TEXT EXCERPT:
— begin —
'Mosques are springing up everywhere', Congolese bishop says amid fear of Islamization

Children displaced by the conflict in D R Congo Credit Stuart Boulton Shutterstock CNA Stuart Boulton/Shutterstock.

The Democratic Republic of the Congo has seen an increase in attacks that target Christians in what a Catholic bishop in the central African country has described as a path towards Islamization.

Bishop Melchisedec Sikuli Paluku of Butembo-Beni spoke May 3 to the pontifical charity Aid to the Church in Need International, discussing the abduction of Christians and the widespread construction of mosques in the country.

Bishop Paluku, who has been Bishop of Butembo-Beni since 1998, said that those behind the persecution of Christians have “a grand scheme to Islamize or expel the local populations.”

When asked why he spoke of Islamization when the main organization involved in the abductions and the attacks in the region is the Allied Democratic Forces, an Islamist rebel group, the bishop said: “All those who have been kidnapped by these terrorist groups and who have escaped alive from them report the same thing.”

“They (victims) were given the choice between death and conversion to Islam,” Bishop Paluku said, adding that “they are given Muslim names to cement their identity. Besides, even those who live in the diocese and haven’t gone through this traumatic experience can tell you that mosques are springing up everywhere.”

He says that for many years Libya’s Muammar Gaddafi had a lot of interest in DR Congo and gave generously toward the building of mosques in the country.

The Bishop of Butembo-Beni added that today “other sources” have taken over the funding of the construction of the buildings.

He said the militant groups are involved in mining to expand their sources of funding.

“It is plain to see that Islamization is not their sole motivation,” he said, adding: “This region abounds with natural resources and they are being exploited completely illegally.”

“How else can you explain those coltan refineries that are operating in Rwanda, when the country has none of this resource?” the bishop posed. “Instead this rare mineral is extracted here in our region and exported quite illegally across the other side of the frontier. And I see no sign of the Congolese government being concerned.”
— end —
PROBLEM 1: Return, unchanged, the dataset rows from the line containing "Confirm that each instance of the person" up to and including the line containing "[[194, 62], [264, 59], [376, 42], [463, 50]]".
PROBLEM 2: Resume the article about the Congolese bishop's warnings of Islamization from the point where it stops.

Dataset rows
— begin —
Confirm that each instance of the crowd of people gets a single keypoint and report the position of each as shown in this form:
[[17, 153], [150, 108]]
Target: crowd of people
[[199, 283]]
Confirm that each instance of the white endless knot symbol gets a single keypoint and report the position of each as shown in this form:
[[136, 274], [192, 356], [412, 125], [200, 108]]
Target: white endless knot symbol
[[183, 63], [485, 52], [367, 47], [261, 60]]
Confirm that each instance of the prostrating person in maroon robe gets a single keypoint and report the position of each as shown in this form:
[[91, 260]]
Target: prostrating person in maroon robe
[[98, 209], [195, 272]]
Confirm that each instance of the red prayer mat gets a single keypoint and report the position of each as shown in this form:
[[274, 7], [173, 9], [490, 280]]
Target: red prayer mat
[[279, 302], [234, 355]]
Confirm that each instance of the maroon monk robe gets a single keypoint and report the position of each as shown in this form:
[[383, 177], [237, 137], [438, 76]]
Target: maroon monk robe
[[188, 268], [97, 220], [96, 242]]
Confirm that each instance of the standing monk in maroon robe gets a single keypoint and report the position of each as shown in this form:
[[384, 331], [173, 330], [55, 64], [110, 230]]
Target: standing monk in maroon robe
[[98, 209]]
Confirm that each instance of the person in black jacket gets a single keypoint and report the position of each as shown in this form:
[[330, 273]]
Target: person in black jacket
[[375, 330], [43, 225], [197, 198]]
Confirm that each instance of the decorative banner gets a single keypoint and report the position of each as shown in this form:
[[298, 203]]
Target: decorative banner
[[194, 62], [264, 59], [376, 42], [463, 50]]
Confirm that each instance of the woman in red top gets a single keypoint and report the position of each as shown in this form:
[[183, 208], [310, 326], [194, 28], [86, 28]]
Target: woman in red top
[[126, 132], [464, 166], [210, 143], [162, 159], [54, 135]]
— end —
RESPONSE 1:
Confirm that each instance of the person in black jacket gets a single keypoint and report the position of each as shown in this form:
[[330, 273]]
Target: person in black jacket
[[375, 330], [43, 225], [197, 198]]
Confirm that each instance of the decorative banner gets a single keypoint and report the position of each as shown in this form:
[[298, 203]]
Target: decorative banner
[[194, 62], [264, 59], [376, 42], [463, 50]]

RESPONSE 2:
The Islamist groups have faced opposition within the Muslim community. Ali Amini, a Muslim religious leader, was shot dead while praying in Beni's main mosque May 1. He was known as an outspoken critic of Islamic militancy.

ACN reported that since the beginning of April, a wave of demonstrations calling for an end to insecurity have taken place in DR Congo

Justifying the protests, Bishop Paluku said, “You cannot ask people who are being slaughtered like animals to simply shut up and do nothing. They have every right to demand security, every right to demand freedom. We simply urge that this should be done with respect for the law, peacefully and without violence.”

The people, the bishop said, are protesting what he describes as “the completely ineffectual nature of the UN peacekeeping mission” amid heightened conflict.

“When I became bishop, 20 years ago, people were already talking about the balkanization of the region. I can only say that the expression still applies today!”

He says that the National Episcopal Conference of Congo calculates that there have been over 6,000 people killed in Beni since 2013, and over 2,000 in Bunia in 2020 alone.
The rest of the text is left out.